Consigne 1: D'après l'extrait du texte, qu'est-ce qui sert de seul repère dans le temps pour le récit ?
Consigne 2: Selon l'extrait du texte, pourquoi les récits sur l'Empire se transmettent-ils à l'oral plutôt qu'à l'écrit ?
Consigne 3: Reprenez mot pour mot le passage de l'extrait du texte qui s'ouvre sur les mots contenant « L’univers déployé par » et se ferme sur « onirique de surnaturel. ».

*** Extrait du texte ***

L’univers déployé par Angélica Gorodischer semble n’appartenir à aucune temporalité, aucune date n’est donnée et les seuls marqueurs temporels du récit sont les noms des dynasties, dont les successions ne sont pas données au lecteur. Cette absence de temporalité précise semble situer l’Empire dans des temps immémoriaux et mythiques, ce qui expliquerait pourquoi les récits qui le concernent sont retranscrits oralement, à la manière des aèdes antiques, plutôt qu’à l’écrit, bien que des archives soient mentionnées. Cette temporalité mythique peut se révéler assez éclairante au sujet de certains récits qui disposent d’une ambiance aux frontières du fantastique ou d’une certaine fantasy, comme « Tel est le sud », « Premières armes », « Siège, bataille et victoire de Selimmagud » ou « Les deux mains », qui font intervenir une certaine forme onirique de surnaturel.

L’Empire semble donc présent en tous lieux et à toutes les époques, parce que très peu de récits ne parlent de lui. « Portrait de l’Empereur » mentionne ainsi sa chute, puis sa refondation, et les temps d’avant l’Empire sont racontés dans « La vieille route de l’encens », à grands renforts de références au cinéma, à la littérature, et au Beatles, mêlées à des récits semblables à ceux de l’Odyssée, puisqu’on y trouve des personnages appelés « Yeimsdin », « Orsonuéls », « Emabovari » ou « Yonlenon ».

*** Lignes de données ***

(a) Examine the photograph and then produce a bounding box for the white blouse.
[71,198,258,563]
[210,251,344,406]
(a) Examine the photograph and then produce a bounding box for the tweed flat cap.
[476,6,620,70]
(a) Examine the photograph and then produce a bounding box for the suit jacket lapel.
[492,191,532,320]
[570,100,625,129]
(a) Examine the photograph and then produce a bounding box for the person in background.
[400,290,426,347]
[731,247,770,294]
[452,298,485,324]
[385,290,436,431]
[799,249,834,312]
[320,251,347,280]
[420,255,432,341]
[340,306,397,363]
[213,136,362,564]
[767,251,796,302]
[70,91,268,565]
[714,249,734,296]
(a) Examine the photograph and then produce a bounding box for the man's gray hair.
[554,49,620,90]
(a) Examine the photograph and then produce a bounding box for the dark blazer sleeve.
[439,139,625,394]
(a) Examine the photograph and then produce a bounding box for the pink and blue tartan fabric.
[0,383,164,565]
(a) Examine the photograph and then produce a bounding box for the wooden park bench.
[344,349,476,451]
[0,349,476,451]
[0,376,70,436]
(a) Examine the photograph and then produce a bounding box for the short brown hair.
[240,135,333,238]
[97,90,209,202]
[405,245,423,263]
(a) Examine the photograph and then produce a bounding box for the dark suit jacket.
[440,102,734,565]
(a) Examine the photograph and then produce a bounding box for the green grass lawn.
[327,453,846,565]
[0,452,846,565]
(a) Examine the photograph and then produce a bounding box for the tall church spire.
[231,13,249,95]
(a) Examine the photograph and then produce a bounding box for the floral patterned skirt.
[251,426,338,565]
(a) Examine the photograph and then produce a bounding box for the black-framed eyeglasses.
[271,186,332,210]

***

Réponse attendue 1: Les noms des dynasties.

Réponse attendue 2: Aucune date précise n'est donnée, ce qui semble placer l'Empire dans des temps immémoriaux et mythiques. Cela expliquerait que ses récits soient racontés oralement, comme le faisaient les aèdes antiques, même si des archives sont mentionnées.

Réponse attendue 3:
L’univers déployé par Angélica Gorodischer semble n’appartenir à aucune temporalité, aucune date n’est donnée et les seuls marqueurs temporels du récit sont les noms des dynasties, dont les successions ne sont pas données au lecteur. Cette absence de temporalité précise semble situer l’Empire dans des temps immémoriaux et mythiques, ce qui expliquerait pourquoi les récits qui le concernent sont retranscrits oralement, à la manière des aèdes antiques, plutôt qu’à l’écrit, bien que des archives soient mentionnées. Cette temporalité mythique peut se révéler assez éclairante au sujet de certains récits qui disposent d’une ambiance aux frontières du fantastique ou d’une certaine fantasy, comme « Tel est le sud », « Premières armes », « Siège, bataille et victoire de Selimmagud » ou « Les deux mains », qui font intervenir une certaine forme onirique de surnaturel.